## Soal 1:
Tulis ulang bagian teks tentang senjata anti-satelit yang dimulai dari kata-kata "Sejumlah negara seperti" dan berakhir setelah "memicu banyak risiko.", dengan mengganti "India" menjadi "Jepang".
## Soal 2:
Menurut teks tentang senjata anti-satelit, negara mana saja yang memiliki senjata penghancur satelit?
## Soal 3:
Lanjutkan teks tentang senjata anti-satelit mulai dari kalimat terakhirnya.

## Teks Sumber:
Dahsyatnya Senjata Penghancur Satelit, Bisa Picu Kiamat Global?

0
434

Sejumlah negara seperti Amerika Serikat (AS), Rusia, China, dan India memiliki senjata penghancur satelit (ASAT) untuk mengantisipasi penggunaan satelit sebagai senjata. Namun, senjata jenis ini diprediksi memicu banyak risiko.

Kita sekarang menyaksikan perkembangan senjata anti-satelit yang pesat dan semakin internasional. Perlombaan untuk senjata-senjata ini tidak hanya meningkatkan risiko konflik global-ini bisa membahayakan semua eksplorasi ruang angkasa di masa depan.

ASAT merupakan senjata yang dirancang untuk menghancurkan atau membatasi penggunaan satelit untuk tujuan militer. Hal ini karena kekhawatiran satelit digunakan untuk tujuan seperti merusak pusat komando dan kendali militer musuh.

## Data Tercatat:
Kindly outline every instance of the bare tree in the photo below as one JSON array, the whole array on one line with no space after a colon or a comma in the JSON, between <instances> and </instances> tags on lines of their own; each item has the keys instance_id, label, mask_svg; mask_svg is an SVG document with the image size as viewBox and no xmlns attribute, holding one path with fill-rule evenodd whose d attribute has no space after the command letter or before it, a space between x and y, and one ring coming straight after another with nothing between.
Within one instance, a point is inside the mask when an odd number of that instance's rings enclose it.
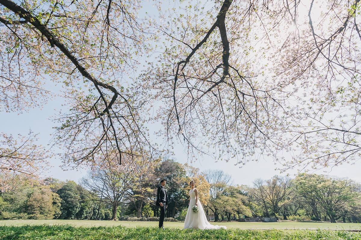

## Jawaban 1:
Sejumlah negara seperti Amerika Serikat (AS), Rusia, China, dan Jepang memiliki senjata penghancur satelit (ASAT) untuk mengantisipasi penggunaan satelit sebagai senjata. Namun, senjata jenis ini diprediksi memicu banyak risiko.

## Jawaban 2:
Amerika Serikat, Rusia, China, dan India.

## Jawaban 3:
Dikutip dari situs Harvard, pengujian senjata ini paling awal dimulai ketika Perang Dingin. Saat itu, keberhasilan peluncuran Sputnik I, Oktober 1957, memicu ketakutan Amerika. Bahwa, diduga ada tujuan Uni Soviet untuk mengembangkan satelit bersenjata nuklir yang mampu mengelilingi dunia.

Merespons hal itu, AS mengembangkan ASAT pertamanya: Bold Orion, sebuah rudal balistik yang diluncurkan dari udara.

Uni Soviet menanggapinya dengan program sejenis pada 1960-an dan 70-an yang dikenal dengan co-orbital. Tak seperti desain ASAT yang memakai energi kinetik (KE-ASAT) sebelumnya, co-orbital ini bekerja dengan menyinkronkan dengan orbit satelit target dan kemudian meledak.

Paman Sam menjawabnya dengan senjata ASM-135 pada 1980-an. Berbeda dengan co-orbital Soviet, sistem senjata ini memakai sistem hit-to-kill tanpa bahan peledak, namun hanya menggunakan energi yang dihasilkan oleh tabrakan.

Dalam demonstrasi tahun 1985 yang disahkan oleh Presiden Ronald Reagan, sebuah ASM-135 berhasil menghancurkan satelit yang mati.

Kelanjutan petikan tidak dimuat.